* [Task]: Please quote the post on hope and resiliency below, giving everything from "Since I want" down to "that I cannot." word for word.

* [Supplied text]:
Since I want my blog to impact and encourage a diverse audience, I try to limit expressions of faith. I am after all a financial advisor, not a minister, and this is a coaching blog, not a sermon. Please forgive me if I push the boundary just this once as I explore the theme of hope and resiliency. My son, Quinn, died a little over six years ago. He was almost 15 months old but developmentally closer to 3 months. He was unable to nurse and connected to a feeding tube at night. Therapists and doctor visits were a regular part of my wife’s schedule (on top of raising three other young kids). Quinn smiled and cackled only a few precious times. Quinn’s chapter would not have been included if I were the author of life. Thankfully, God writes better stories than me and sees things that I cannot.
C.S. Lewis said that “God whispers to us in our pleasures, speaks to us in our consciences and shouts to us in our pain. Pain is God’s megaphone to a deaf and dying world.”
I am grateful for Quinn’s life and his death. Quinn brought me closer to the heart of God and transformed my appreciation of the resurrection story. He gave me a perspective that would have eluded me for decades. As William Blake penned, “This life’s dim windows of the soul/Distorts the heavens from pole to pole/And leads you to believe a lie/When you see with, not through, the eye. Learn to see in others what is underneath the surface.” One of my favorite Proverbs of King Solomon is “Even in laughter a heart may ache, and joy may end in grief.” People are craving encouragement, kindness, and love behind the mask of social media, makeup, and pretending.
Before Quinn passed away, one of our dear friends shared with my wife this advice, “Instead of asking God why, ask, now what?” Nothing wiser could have been said. When things don’t go our way, we like to whine…a lot. When I complained as a youngster, my mom, feigning deep empathy, would sing this song, “Gloom, despair, and agony on me. Deep, dark depression, excessive misery, ohhh Gloom, despair, and agony on me.” We all bare burdens. We are all unfairly treated at times. Health fails. People die. Kids die. Sin and brokenness are not a figment of our imagination. I know where hope can be found, but remember, this blog is not a sermon. However, Queen Lucy gave you a clue on my family Christmas card, “In our world too, a stable once had something inside it that was bigger than our whole world.”
Following Quinn’s service, several people commented on the strength of my faith and how it must sustain me.
While it might seem like wordplay, I do not feel indebted to my faith but to God Himself. In my journal I wrote, “I don’t know if Quinn ever really saw me, but I saw Him. God sees us, and I believe that is infinitely more important than our ability to see Him. His peace transcends our understanding and not the other way around.” I have a small tepee in my office that Quinn’s older sister made shortly before he died. On it her preschool teacher wrote, “Naomi is thankful for Quinn.” Quinn’s death led to Malachi’s birth. Tragedy produces treasure all the time. Hearing such stories brings me hope.

* [Exercise data]:
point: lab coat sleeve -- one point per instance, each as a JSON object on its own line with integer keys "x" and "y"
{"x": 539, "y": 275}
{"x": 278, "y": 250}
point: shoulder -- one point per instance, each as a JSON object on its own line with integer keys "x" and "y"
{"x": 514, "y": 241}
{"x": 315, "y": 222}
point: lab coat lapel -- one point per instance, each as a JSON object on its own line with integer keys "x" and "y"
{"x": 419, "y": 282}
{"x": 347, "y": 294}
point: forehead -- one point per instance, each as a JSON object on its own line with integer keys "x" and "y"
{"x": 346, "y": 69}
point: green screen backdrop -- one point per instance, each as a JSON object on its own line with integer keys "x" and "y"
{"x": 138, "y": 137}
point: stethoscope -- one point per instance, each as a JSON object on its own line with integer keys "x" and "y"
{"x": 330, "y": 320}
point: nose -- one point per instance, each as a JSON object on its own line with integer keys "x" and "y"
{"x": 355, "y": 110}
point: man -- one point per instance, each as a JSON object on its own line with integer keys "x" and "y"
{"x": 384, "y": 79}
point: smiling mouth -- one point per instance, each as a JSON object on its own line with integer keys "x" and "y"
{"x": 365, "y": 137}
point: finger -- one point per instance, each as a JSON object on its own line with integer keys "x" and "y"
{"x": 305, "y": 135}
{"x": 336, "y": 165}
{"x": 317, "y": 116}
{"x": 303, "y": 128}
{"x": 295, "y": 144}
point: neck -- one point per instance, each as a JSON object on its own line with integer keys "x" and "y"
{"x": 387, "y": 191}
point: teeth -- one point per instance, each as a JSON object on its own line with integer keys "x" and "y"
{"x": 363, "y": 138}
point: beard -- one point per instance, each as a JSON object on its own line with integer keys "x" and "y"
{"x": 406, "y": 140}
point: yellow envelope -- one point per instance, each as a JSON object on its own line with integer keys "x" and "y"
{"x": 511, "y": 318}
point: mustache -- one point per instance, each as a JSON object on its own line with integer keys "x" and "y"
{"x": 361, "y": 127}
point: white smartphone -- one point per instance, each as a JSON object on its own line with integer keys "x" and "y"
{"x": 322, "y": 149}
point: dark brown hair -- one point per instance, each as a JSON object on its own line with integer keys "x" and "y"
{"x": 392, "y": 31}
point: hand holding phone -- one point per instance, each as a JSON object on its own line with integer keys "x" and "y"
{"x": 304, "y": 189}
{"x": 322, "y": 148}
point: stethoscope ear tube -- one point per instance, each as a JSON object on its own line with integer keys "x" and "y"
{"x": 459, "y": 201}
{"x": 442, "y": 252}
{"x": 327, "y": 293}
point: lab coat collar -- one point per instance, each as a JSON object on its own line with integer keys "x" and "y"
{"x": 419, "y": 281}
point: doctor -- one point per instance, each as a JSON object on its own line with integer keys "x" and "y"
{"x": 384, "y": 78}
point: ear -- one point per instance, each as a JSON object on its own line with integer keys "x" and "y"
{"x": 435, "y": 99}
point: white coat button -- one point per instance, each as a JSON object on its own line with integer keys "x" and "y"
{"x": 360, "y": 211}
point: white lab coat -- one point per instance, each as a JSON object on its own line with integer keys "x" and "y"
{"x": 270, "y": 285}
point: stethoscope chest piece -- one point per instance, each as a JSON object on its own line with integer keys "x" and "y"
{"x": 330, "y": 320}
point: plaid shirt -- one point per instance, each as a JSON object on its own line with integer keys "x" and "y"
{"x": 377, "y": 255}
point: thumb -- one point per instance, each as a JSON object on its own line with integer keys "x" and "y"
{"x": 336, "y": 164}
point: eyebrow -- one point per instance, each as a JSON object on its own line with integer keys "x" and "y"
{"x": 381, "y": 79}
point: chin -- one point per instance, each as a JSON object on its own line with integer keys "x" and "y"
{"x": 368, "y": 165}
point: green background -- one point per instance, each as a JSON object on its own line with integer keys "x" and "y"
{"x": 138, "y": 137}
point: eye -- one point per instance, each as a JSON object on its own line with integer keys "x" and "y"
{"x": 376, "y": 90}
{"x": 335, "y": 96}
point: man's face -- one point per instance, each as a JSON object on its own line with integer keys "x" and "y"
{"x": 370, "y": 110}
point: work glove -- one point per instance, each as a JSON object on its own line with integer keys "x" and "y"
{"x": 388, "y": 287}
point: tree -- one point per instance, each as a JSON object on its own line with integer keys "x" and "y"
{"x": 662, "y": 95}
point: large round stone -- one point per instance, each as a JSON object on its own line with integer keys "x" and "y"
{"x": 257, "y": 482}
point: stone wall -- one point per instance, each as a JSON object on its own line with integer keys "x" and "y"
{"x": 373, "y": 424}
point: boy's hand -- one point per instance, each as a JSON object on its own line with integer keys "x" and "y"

* [Task response]:
Since I want my blog to impact and encourage a diverse audience, I try to limit expressions of faith. I am after all a financial advisor, not a minister, and this is a coaching blog, not a sermon. Please forgive me if I push the boundary just this once as I explore the theme of hope and resiliency. My son, Quinn, died a little over six years ago. He was almost 15 months old but developmentally closer to 3 months. He was unable to nurse and connected to a feeding tube at night. Therapists and doctor visits were a regular part of my wife’s schedule (on top of raising three other young kids). Quinn smiled and cackled only a few precious times. Quinn’s chapter would not have been included if I were the author of life. Thankfully, God writes better stories than me and sees things that I cannot.